→ **PROBLEM TO SOLVE**:
Using the records below, transcribe word for word the stretch from the line that contains "Target: upper lip" through the line that contains "Target: light grey background", both end lines included, and nothing else.

→ **EXTRACTED RECORDS**:
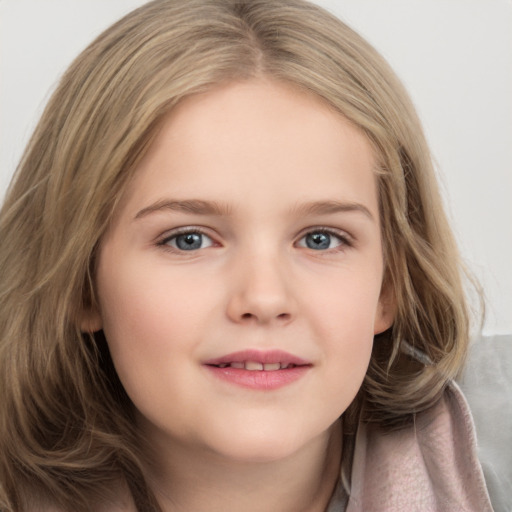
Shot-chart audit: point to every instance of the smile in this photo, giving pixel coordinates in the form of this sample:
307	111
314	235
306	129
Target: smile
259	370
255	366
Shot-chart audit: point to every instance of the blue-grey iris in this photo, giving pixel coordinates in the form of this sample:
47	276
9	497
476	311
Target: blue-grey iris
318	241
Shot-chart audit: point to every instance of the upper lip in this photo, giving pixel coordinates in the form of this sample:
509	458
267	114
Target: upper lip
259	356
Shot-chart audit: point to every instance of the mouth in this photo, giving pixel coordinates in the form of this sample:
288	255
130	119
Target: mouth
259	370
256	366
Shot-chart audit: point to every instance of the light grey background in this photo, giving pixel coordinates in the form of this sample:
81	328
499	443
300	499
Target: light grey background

--

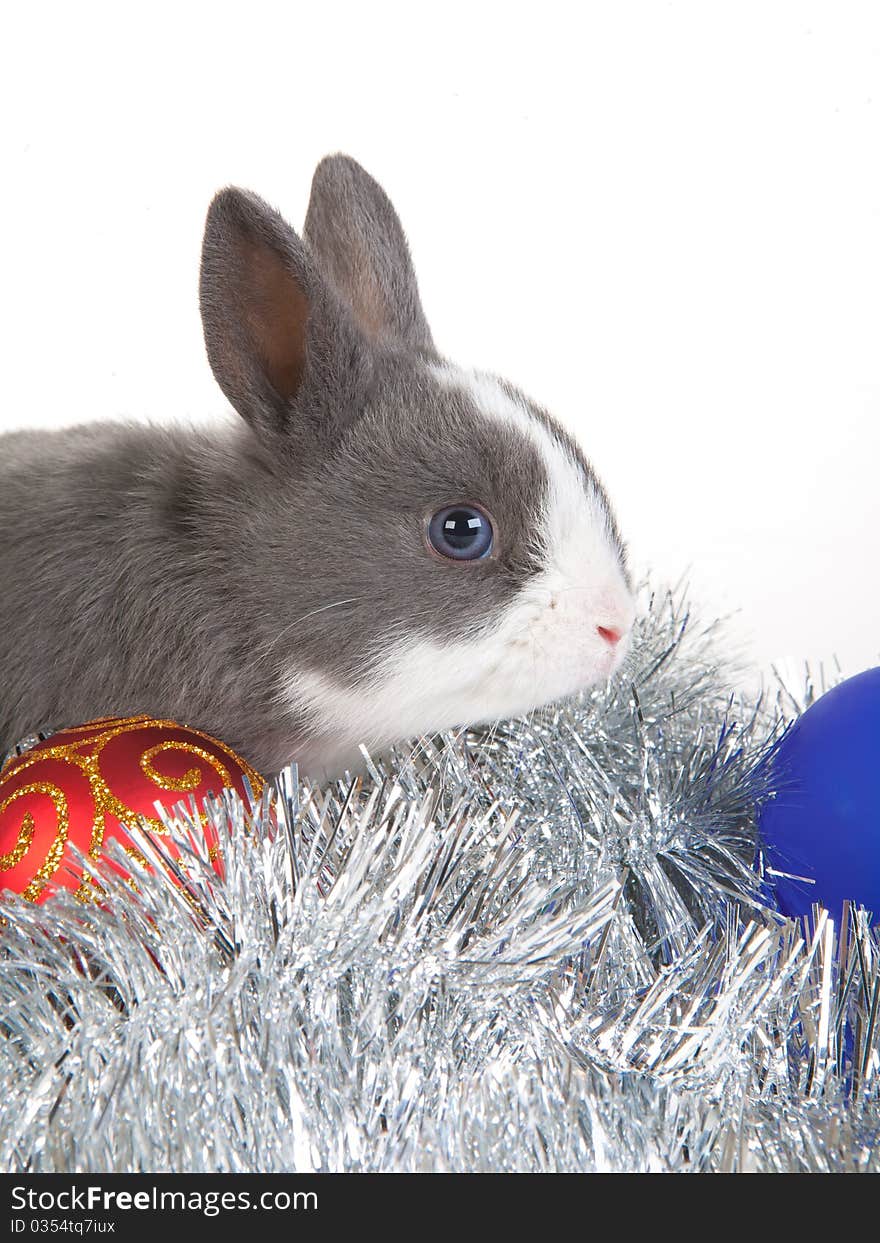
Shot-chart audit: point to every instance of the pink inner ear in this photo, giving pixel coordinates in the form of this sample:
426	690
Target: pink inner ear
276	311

==

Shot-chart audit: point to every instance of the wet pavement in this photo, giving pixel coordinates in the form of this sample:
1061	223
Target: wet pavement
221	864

→ **WRITTEN REPLY**:
Target: upper lip
259	356
Shot-chart audit: point to every instance of the mouth in this photo, giving pixel coordinates in the form of this sample:
288	255
130	119
Target: mouth
259	370
256	366
Shot-chart audit: point to every instance of the light grey background in this photo, giving pixel coordinates in the form of this sample:
81	328
499	443
300	499
Target: light grey background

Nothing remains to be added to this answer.